═══ DATA EXCERPTS ═══

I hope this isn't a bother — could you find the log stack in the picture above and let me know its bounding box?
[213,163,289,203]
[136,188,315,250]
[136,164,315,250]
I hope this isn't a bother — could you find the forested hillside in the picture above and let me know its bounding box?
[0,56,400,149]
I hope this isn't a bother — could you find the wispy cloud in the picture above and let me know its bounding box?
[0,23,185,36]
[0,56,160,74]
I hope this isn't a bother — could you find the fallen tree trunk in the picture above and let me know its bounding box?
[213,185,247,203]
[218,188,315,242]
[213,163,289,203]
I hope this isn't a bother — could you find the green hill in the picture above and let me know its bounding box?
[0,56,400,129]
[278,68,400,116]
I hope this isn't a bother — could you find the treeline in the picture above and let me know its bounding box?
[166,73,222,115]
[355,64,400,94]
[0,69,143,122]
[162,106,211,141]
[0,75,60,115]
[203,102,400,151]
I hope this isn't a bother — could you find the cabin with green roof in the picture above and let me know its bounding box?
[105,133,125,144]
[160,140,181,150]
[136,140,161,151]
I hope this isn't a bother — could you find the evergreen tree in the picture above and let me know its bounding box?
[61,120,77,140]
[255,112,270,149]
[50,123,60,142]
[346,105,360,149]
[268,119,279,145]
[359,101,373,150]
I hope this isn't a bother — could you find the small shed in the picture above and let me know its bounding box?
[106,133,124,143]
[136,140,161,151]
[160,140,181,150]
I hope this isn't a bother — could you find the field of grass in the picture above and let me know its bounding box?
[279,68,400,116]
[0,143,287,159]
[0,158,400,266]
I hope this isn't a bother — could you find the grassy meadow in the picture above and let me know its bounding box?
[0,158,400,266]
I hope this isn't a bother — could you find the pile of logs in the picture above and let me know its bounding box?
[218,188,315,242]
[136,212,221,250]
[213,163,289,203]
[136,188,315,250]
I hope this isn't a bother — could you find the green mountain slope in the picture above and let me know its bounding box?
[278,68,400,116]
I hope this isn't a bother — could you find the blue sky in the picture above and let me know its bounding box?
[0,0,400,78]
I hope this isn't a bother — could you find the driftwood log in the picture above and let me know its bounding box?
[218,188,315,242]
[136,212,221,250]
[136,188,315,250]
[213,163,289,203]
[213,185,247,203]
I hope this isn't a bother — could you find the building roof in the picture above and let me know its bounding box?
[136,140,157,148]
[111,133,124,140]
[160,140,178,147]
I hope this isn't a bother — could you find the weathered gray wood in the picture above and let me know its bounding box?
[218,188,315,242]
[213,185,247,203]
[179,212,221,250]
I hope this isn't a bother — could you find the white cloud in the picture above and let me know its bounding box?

═══

• [TASK DIRECTIONS]: Copy every line of the listing above word for word, with nothing changed or left out.

• [RESULT]:
I hope this isn't a bother — could you find the log stack in the picture above and let me know its bounding box?
[213,163,289,203]
[136,188,315,250]
[136,164,315,250]
I hope this isn't a bother — could you find the forested hillside in the picture above and let me know its bounding box?
[0,56,400,149]
I hope this isn't a bother — could you find the wispy cloud in the picture above and let me know its bounding box?
[0,23,185,36]
[0,56,160,74]
I hope this isn't a bother — could you find the fallen tree trunk in the picture above and let me know its bounding box?
[213,185,247,203]
[218,188,315,242]
[213,163,289,203]
I hope this isn't a bother — could you find the green hill in the picture above and let me know its bounding box?
[0,56,400,129]
[278,68,400,116]
I hope this isn't a bother — could you find the treeline in the picture above and let me know its bounding box?
[166,73,222,115]
[355,64,400,94]
[0,69,143,122]
[162,106,211,141]
[0,75,60,115]
[203,102,400,151]
I hope this isn't a bother — could you find the cabin with green roof in the picture above and let me know its bounding box?
[105,133,125,144]
[160,140,181,150]
[136,140,161,151]
I hope this isn't a bother — could you find the evergreen tree in the picture above and let me know its bounding box?
[61,120,77,140]
[255,112,270,149]
[50,123,60,142]
[346,105,360,149]
[268,119,279,145]
[359,101,373,150]
I hope this isn't a bother — could you find the small shed in the picture above and let me know its bounding box?
[106,133,124,143]
[136,140,161,151]
[160,140,181,150]
I hope this isn't a bother — could you find the field of grass in the picture above and let me know its bounding box?
[279,68,400,116]
[0,143,287,159]
[0,158,400,266]
I hope this isn't a bother — could you find the grassy meadow in the picture above and let me know its bounding box?
[0,158,400,266]
I hope this isn't a bother — could you find the pile of logs in the picture above and let me know its bounding box?
[218,188,315,242]
[136,212,221,250]
[213,163,289,203]
[136,188,315,250]
I hope this isn't a bother — could you find the green mountain slope in the picture above and let me know its bounding box?
[278,68,400,116]
I hope this isn't a bother — could you find the blue sky in the picture above and let me know its bounding box?
[0,0,400,78]
I hope this isn't a bother — could you find the driftwood log in the picture above and let me know its bounding box?
[218,188,315,242]
[136,212,221,250]
[136,188,315,250]
[213,163,289,203]
[213,185,247,203]
I hope this isn't a bother — could you find the building roof in the picture above and let me know its bounding box?
[136,140,157,148]
[111,133,124,140]
[160,140,178,147]
I hope this isn't a bother — could you find the weathered gray wood in the picture above and let me know its bounding box?
[218,188,315,242]
[213,185,247,203]
[179,212,221,250]
I hope this isn't a bother — could you find the white cloud in the picture above and let me know its bounding box?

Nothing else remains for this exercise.